___ Data to process

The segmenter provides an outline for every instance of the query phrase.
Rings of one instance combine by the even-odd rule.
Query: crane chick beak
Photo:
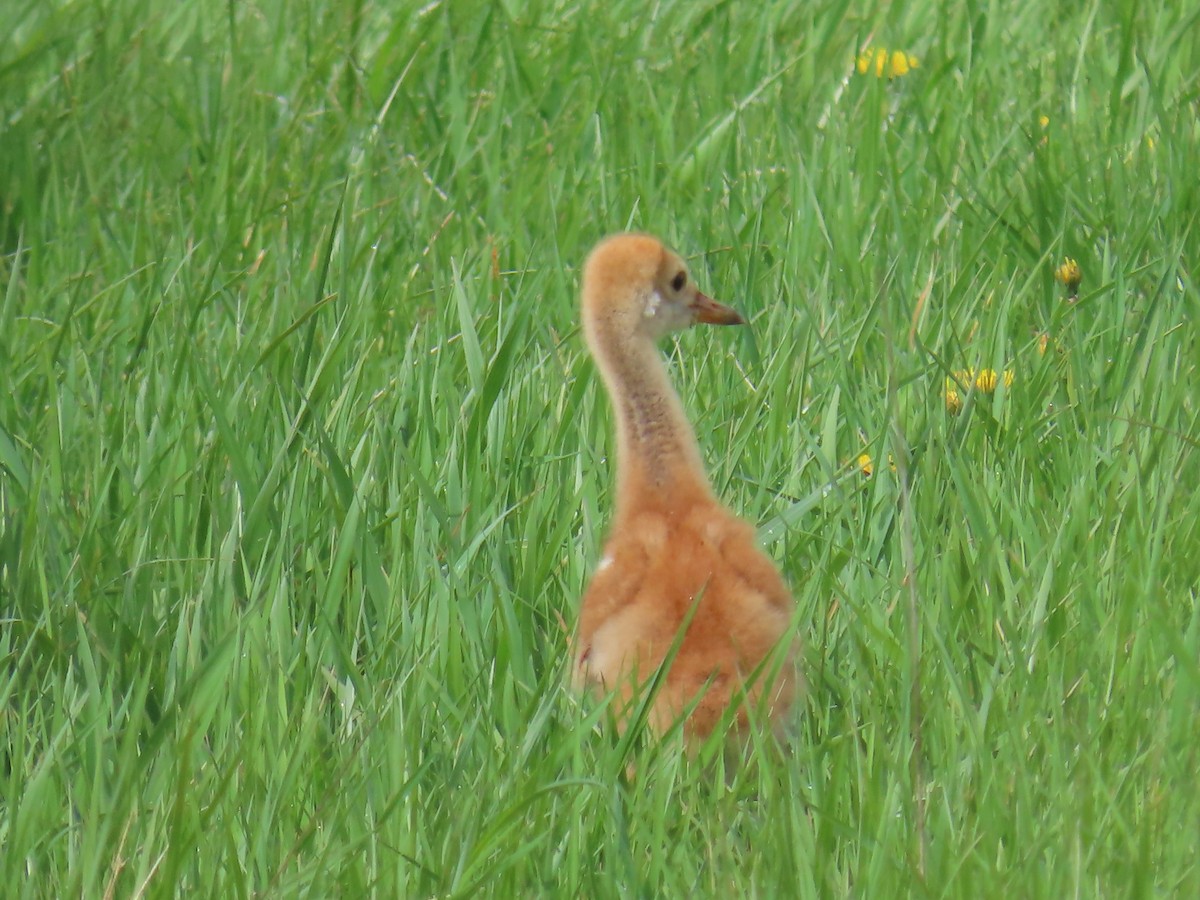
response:
[[[716,302],[713,298],[696,292],[696,301],[691,305],[696,322],[706,325],[744,325],[745,319],[732,306]]]

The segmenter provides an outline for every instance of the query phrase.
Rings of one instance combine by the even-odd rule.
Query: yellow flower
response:
[[[862,470],[866,478],[875,474],[875,460],[871,458],[870,454],[859,454],[856,462],[858,463],[859,470]],[[888,454],[888,468],[893,472],[896,470],[896,463],[895,460],[892,458],[892,454]]]
[[[991,394],[1001,382],[1004,383],[1006,388],[1012,388],[1014,378],[1010,368],[1006,368],[1000,374],[996,373],[995,368],[980,368],[978,372],[973,368],[960,368],[953,377],[946,379],[946,409],[952,415],[962,412],[959,385],[966,385],[968,389],[973,385],[980,394]]]
[[[1067,293],[1072,296],[1079,296],[1079,283],[1084,280],[1084,272],[1076,263],[1070,257],[1062,260],[1060,265],[1054,271],[1055,281],[1061,282],[1063,287],[1067,288]]]
[[[953,378],[946,379],[946,390],[958,390],[960,384],[965,384],[970,388],[973,383],[977,391],[991,394],[996,390],[996,385],[1000,382],[1003,382],[1006,388],[1012,388],[1013,378],[1015,378],[1015,376],[1010,368],[1006,368],[998,376],[996,374],[995,368],[980,368],[978,372],[973,368],[960,368],[954,373]]]
[[[900,78],[917,68],[920,62],[911,53],[892,50],[886,47],[868,47],[858,54],[854,68],[859,74],[872,73],[876,78]]]

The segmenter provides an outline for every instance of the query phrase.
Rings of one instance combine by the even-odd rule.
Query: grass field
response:
[[[1192,6],[8,0],[0,893],[1200,895]],[[562,688],[624,228],[751,323],[724,774]]]

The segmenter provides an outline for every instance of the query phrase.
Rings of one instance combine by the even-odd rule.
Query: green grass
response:
[[[8,4],[2,893],[1200,894],[1200,13],[592,6]],[[806,646],[726,778],[562,689],[626,227],[751,319],[666,348]]]

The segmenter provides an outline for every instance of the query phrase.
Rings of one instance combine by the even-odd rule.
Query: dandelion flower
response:
[[[952,415],[962,412],[962,397],[959,395],[960,385],[974,386],[980,394],[991,394],[1001,382],[1006,388],[1013,386],[1015,376],[1013,370],[1006,368],[997,373],[995,368],[960,368],[952,377],[946,379],[946,409]]]
[[[1084,280],[1084,272],[1079,268],[1079,263],[1067,257],[1062,260],[1062,265],[1055,269],[1054,277],[1055,281],[1067,288],[1067,295],[1072,300],[1079,296],[1079,284]]]
[[[854,462],[858,466],[859,470],[864,475],[866,475],[866,478],[870,478],[871,475],[875,474],[875,460],[871,458],[870,454],[859,454],[858,458]],[[893,472],[896,470],[896,463],[895,460],[892,457],[892,454],[888,454],[888,468],[892,469]]]
[[[900,78],[918,65],[919,61],[911,53],[888,52],[886,47],[868,47],[854,60],[854,68],[859,74],[874,74],[876,78]]]
[[[871,458],[870,454],[858,455],[858,468],[863,470],[863,474],[870,478],[875,474],[875,461]]]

______

- **Your objective**: Leave out the pictures and output every record above precisely as given.

- **The completed task**:
The segmenter provides an outline for every instance of the query phrase.
Rings of one instance combine by the even-odd rule.
Query: crane chick beak
Photo:
response:
[[[716,302],[713,298],[696,292],[696,301],[691,305],[696,322],[706,325],[744,325],[745,319],[732,306]]]

The segmenter provides an outline for every instance of the query phrase.
Rings of one instance combine by the even-odd rule.
Query: yellow flower
response:
[[[862,470],[866,478],[875,474],[875,460],[871,458],[870,454],[859,454],[856,462],[858,463],[859,470]],[[888,454],[888,468],[893,472],[896,470],[896,463],[895,460],[892,458],[892,454]]]
[[[991,394],[1001,382],[1004,383],[1006,388],[1012,388],[1014,378],[1010,368],[1006,368],[1000,374],[996,373],[995,368],[980,368],[978,372],[973,368],[960,368],[953,377],[946,379],[946,409],[952,415],[962,412],[959,385],[966,385],[968,389],[973,385],[980,394]]]
[[[1067,293],[1072,296],[1079,296],[1079,283],[1084,280],[1084,272],[1076,263],[1070,257],[1062,260],[1060,265],[1054,271],[1055,281],[1061,282],[1063,287],[1067,288]]]
[[[953,378],[946,379],[946,390],[958,390],[960,384],[965,384],[970,388],[973,383],[977,391],[991,394],[996,390],[996,385],[1000,382],[1003,382],[1006,388],[1012,388],[1013,378],[1015,378],[1015,376],[1010,368],[1006,368],[998,376],[996,374],[995,368],[980,368],[978,372],[973,368],[960,368],[954,373]]]
[[[900,78],[917,68],[920,62],[911,53],[892,50],[886,47],[868,47],[858,54],[854,68],[859,74],[872,73],[876,78]]]

The segmenter provides an outline for every instance of the query phrase.
Rings of one instance combine by the even-odd rule.
Query: grass field
response:
[[[1192,6],[8,0],[0,893],[1200,895]],[[562,688],[624,228],[751,323],[724,774]]]

The segmenter provides an outline for every instance of the query phrase.
Rings of one instance combine by the even-odd rule.
Query: green grass
response:
[[[8,4],[2,893],[1200,894],[1200,13],[592,6]],[[806,646],[726,778],[562,689],[626,227],[751,319],[666,348]]]

The segmenter provides an outline for every instance of the query phrase.
Rings of one instance combine by the even-odd rule.
Query: dandelion flower
response:
[[[952,415],[962,412],[962,397],[959,395],[960,385],[974,386],[980,394],[991,394],[1001,382],[1006,388],[1013,386],[1015,376],[1013,370],[1006,368],[997,373],[995,368],[960,368],[952,377],[946,379],[946,409]]]
[[[1084,280],[1084,272],[1079,268],[1079,263],[1067,257],[1062,260],[1062,265],[1055,269],[1054,277],[1055,281],[1067,288],[1067,295],[1072,300],[1079,296],[1079,284]]]
[[[854,462],[858,466],[859,470],[864,475],[866,475],[866,478],[870,478],[871,475],[875,474],[875,460],[871,458],[870,454],[859,454],[858,458]],[[893,472],[896,470],[896,463],[895,460],[892,457],[892,454],[888,454],[888,468],[892,469]]]
[[[900,78],[918,65],[919,61],[911,53],[888,52],[886,47],[868,47],[854,60],[854,68],[859,74],[874,74],[876,78]]]
[[[871,458],[870,454],[858,455],[858,468],[863,470],[863,474],[870,478],[875,474],[875,461]]]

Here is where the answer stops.